▶ _Texto propuesto_
===============

# Como adquirir señal de video con un microcontrolador PIC



## Juan (May 26, 2005)

Necesito saber como hago con un microcontrolador PIC para tomar la señal de video y digitalizarla, creo que no me da la frecuencia de muestreo del PIC que es de unos 500KHz y el ancho de banda de la señal es de 4.5MHz.

Alguien sabe como solucionar esto?


----------



## Raflex (Jun 4, 2005)

La frecuencia de muestreo esta muy abajo, para que puedas digitalizar la señal y la puedas reconstruir necesitas por lo menos que la frecuencia de muestreo sea dos veces mayor que la frecuencia muestreada, con un pic probablemente no lo logres, o puedes intentar utilizar un cristal de 24Mhz y ver a cuanto te muestrea. Con la nueva generacion de microchip para DSP si es posible hacer el muestreo, revisa esos micros para ver si hay uno que te pueda servir.


----------



## Juan (Jun 6, 2005)

Gracias por la respuesta. Ya se que tengo que muestrear al doble de mi máxima frecuencia de señal. Pero no se que tan difícil y de donde puedo sacar información para los micros que vos me decís.

Si tenes algo me lo pasas por favor.

Un abrazo Juan.


----------



## Raflex (Jun 6, 2005)

Hola, revisa en www.microchip.com, los dispositivos se llaman dsPIC

Tambien aqui hay otros dispositivos:
http://dspvillage.ti.com/docs/dspvillagehome.jhtml?DCMP=TIHomeTracking&HQS=Other+OT+home_p_dsp
son de texas instruments www.ti.com seccion DSP


----------



## Aristides (Oct 25, 2006)

Los microcontroladores SX, trabajan por encima de los 75 MHZ en modo "turbo"
http://www.parallax.com/detail.asp?product_id=SX28AC/DP-G


----------



## Norberto (Nov 1, 2006)

Lo tuyo es muy complicado, por mas veloz que sea el micro o el DSP, lo que tiene que ser rapida ( tambien) es el conversor analogico/digital cosa que no creo que haya pic o dspic que lo logre, aprte de esto tene en cuenta la gran cantidad de datos que esto generaria con lo cual tendras que tener mucha memoria, salvo que tengas que hacer edicion en tiempo real, en ese caso un DSP bueno y desde ya caro y complicado te serviria!!! suerte.


----------



## lokutas (Nov 17, 2006)

Que quieres hacer?

Digitalizar Video para grabarlo? Para ponerle texto encima? Vas a meter el video a la compu? Vas a grabarlo?

===============

▶ _Material de trabajo_
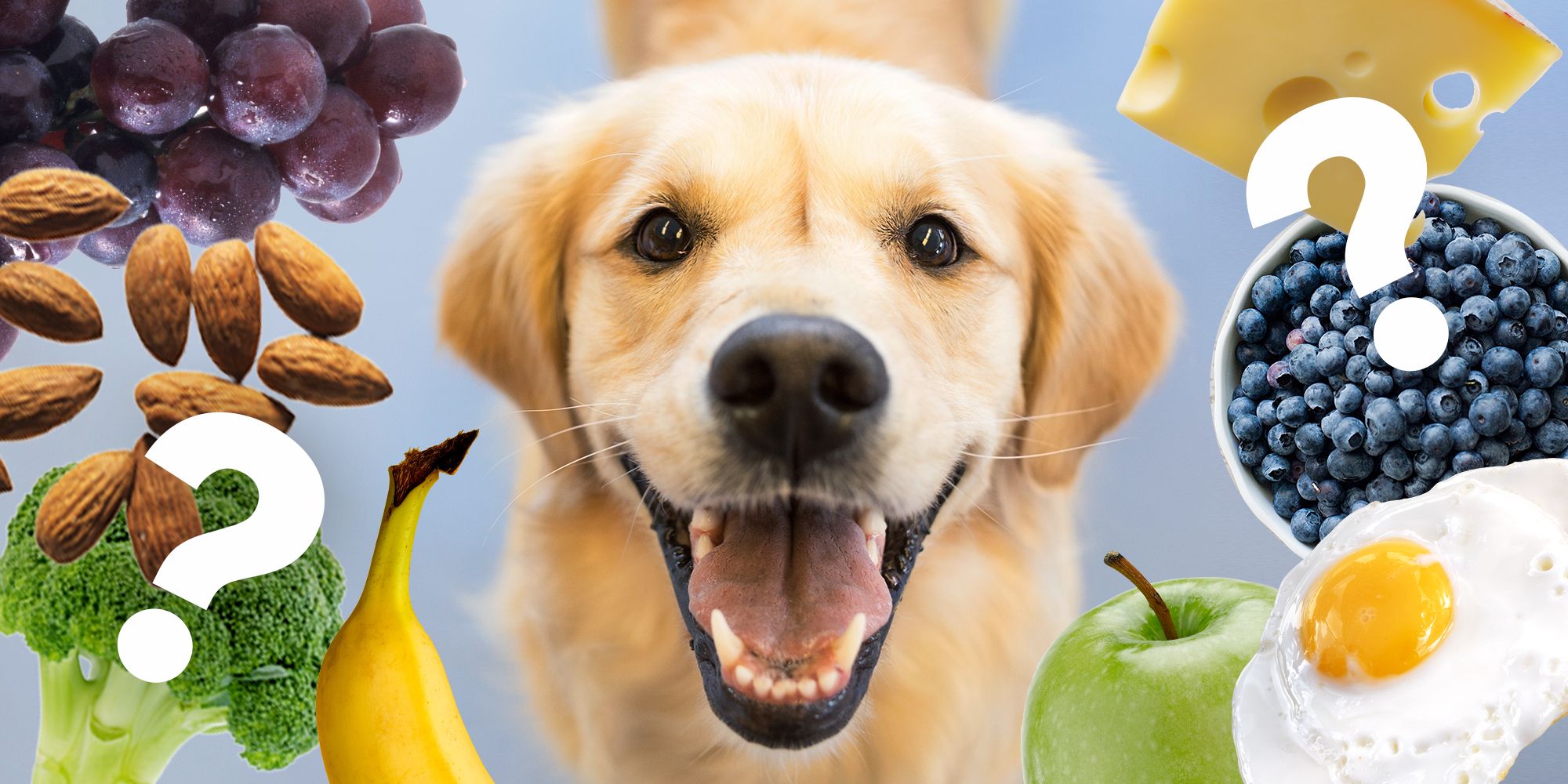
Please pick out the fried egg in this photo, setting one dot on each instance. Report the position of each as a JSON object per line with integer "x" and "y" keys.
{"x": 1425, "y": 641}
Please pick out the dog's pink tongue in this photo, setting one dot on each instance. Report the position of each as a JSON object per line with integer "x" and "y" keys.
{"x": 789, "y": 581}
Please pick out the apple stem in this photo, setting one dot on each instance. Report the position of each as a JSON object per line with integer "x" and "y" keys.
{"x": 1119, "y": 562}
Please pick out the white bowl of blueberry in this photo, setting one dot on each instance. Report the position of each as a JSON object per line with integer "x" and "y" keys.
{"x": 1315, "y": 426}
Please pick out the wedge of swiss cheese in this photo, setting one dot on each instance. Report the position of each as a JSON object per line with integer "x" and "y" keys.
{"x": 1219, "y": 76}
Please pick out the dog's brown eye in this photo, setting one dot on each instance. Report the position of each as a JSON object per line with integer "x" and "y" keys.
{"x": 662, "y": 238}
{"x": 932, "y": 242}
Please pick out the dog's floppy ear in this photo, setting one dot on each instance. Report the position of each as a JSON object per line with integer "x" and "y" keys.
{"x": 1103, "y": 311}
{"x": 501, "y": 303}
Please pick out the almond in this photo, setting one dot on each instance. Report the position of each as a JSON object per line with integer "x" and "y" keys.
{"x": 228, "y": 303}
{"x": 49, "y": 303}
{"x": 35, "y": 401}
{"x": 56, "y": 205}
{"x": 176, "y": 396}
{"x": 162, "y": 514}
{"x": 159, "y": 291}
{"x": 322, "y": 372}
{"x": 307, "y": 283}
{"x": 82, "y": 504}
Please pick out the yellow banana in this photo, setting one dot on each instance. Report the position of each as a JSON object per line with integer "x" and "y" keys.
{"x": 383, "y": 706}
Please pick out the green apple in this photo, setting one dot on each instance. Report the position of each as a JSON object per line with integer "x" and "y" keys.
{"x": 1119, "y": 702}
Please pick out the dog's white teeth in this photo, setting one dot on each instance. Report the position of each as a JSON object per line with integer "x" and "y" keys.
{"x": 783, "y": 689}
{"x": 708, "y": 521}
{"x": 725, "y": 641}
{"x": 848, "y": 645}
{"x": 829, "y": 680}
{"x": 873, "y": 523}
{"x": 808, "y": 688}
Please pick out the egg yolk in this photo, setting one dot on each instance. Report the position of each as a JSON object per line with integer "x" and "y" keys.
{"x": 1379, "y": 612}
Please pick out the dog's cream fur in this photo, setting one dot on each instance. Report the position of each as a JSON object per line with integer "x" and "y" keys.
{"x": 797, "y": 161}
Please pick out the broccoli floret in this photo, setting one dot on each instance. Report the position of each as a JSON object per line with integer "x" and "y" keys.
{"x": 256, "y": 653}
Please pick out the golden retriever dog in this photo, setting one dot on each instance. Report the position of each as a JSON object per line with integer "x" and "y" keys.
{"x": 786, "y": 308}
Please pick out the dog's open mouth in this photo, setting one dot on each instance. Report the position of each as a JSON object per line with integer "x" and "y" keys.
{"x": 788, "y": 604}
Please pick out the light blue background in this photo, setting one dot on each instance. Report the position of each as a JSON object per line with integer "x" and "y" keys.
{"x": 1161, "y": 496}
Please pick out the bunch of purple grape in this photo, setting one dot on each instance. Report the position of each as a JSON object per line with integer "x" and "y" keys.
{"x": 203, "y": 111}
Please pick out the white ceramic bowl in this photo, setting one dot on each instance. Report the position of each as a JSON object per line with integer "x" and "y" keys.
{"x": 1227, "y": 372}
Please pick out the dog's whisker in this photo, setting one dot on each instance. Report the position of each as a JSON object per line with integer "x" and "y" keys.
{"x": 1045, "y": 454}
{"x": 548, "y": 476}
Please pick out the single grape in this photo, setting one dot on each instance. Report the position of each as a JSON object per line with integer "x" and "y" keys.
{"x": 267, "y": 85}
{"x": 150, "y": 78}
{"x": 206, "y": 21}
{"x": 23, "y": 156}
{"x": 336, "y": 29}
{"x": 114, "y": 245}
{"x": 371, "y": 198}
{"x": 126, "y": 164}
{"x": 27, "y": 21}
{"x": 336, "y": 156}
{"x": 68, "y": 56}
{"x": 7, "y": 338}
{"x": 393, "y": 13}
{"x": 216, "y": 187}
{"x": 27, "y": 98}
{"x": 412, "y": 79}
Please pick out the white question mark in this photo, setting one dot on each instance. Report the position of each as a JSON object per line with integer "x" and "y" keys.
{"x": 154, "y": 645}
{"x": 1412, "y": 333}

===============

▶ _Tareas a realizar_
[A] En el hilo sobre la señal de video con un PIC, ¿qué ancho de banda se indica para la señal de video?
[B] Enumere los nombres de todos los usuarios que publican mensajes en el hilo sobre la señal de video con un PIC.
[C] Retome el hilo sobre la señal de video con un PIC y continúelo a partir de su último mensaje.

▶ _Respuestas del ejercicio_
[A] 4.5 MHz.

[B] Juan, Raflex, Aristides, Norberto y lokutas.

[C]
Video: Y Pb Pr, RGB, Y Cb Cr? necesitas minimo 3 bytes por pixel

Video NTSC: 480 lineas x (no me acuerdo cuantos pixeles horizontales me parece que como 5xx) ... 480 x 500 = 240k pixeles por pantalla

240k pixeles x 3 Bytes = 720k Bytes por pantalla (frame)

a 15 pantallas por segundo (interlaced) = 10.8 Mbits / segundo...

Un PIC esta muy lejos de hacerlo, necesitas NTSC decoder, me parece que Philips hace los mas baratos (NXP semi).
http://www.nxp.com/pip/SAA7114_3.html

Este chip te decodifica el video NTSC a YCbCr 4:2:2, 4:1:1 etc para reducirte el bit rate.

Pero te mete en la bronca de decodificar YCbCr en tu sistema....

En fin para resolver tu bronca necesitas ensamblar un BGA de 500 bolitas y programar un RTOS como el VxWorks de Wind River.

Sopas


----------



## lokutas (Nov 17, 2006)

Lo anterior para video Analogico... 

La forma mas sencilla que he visto esto es usando el Decoder Philips que puse arriba un PowerPC a 80MHz.


----------



## KREATOR (Dic 21, 2006)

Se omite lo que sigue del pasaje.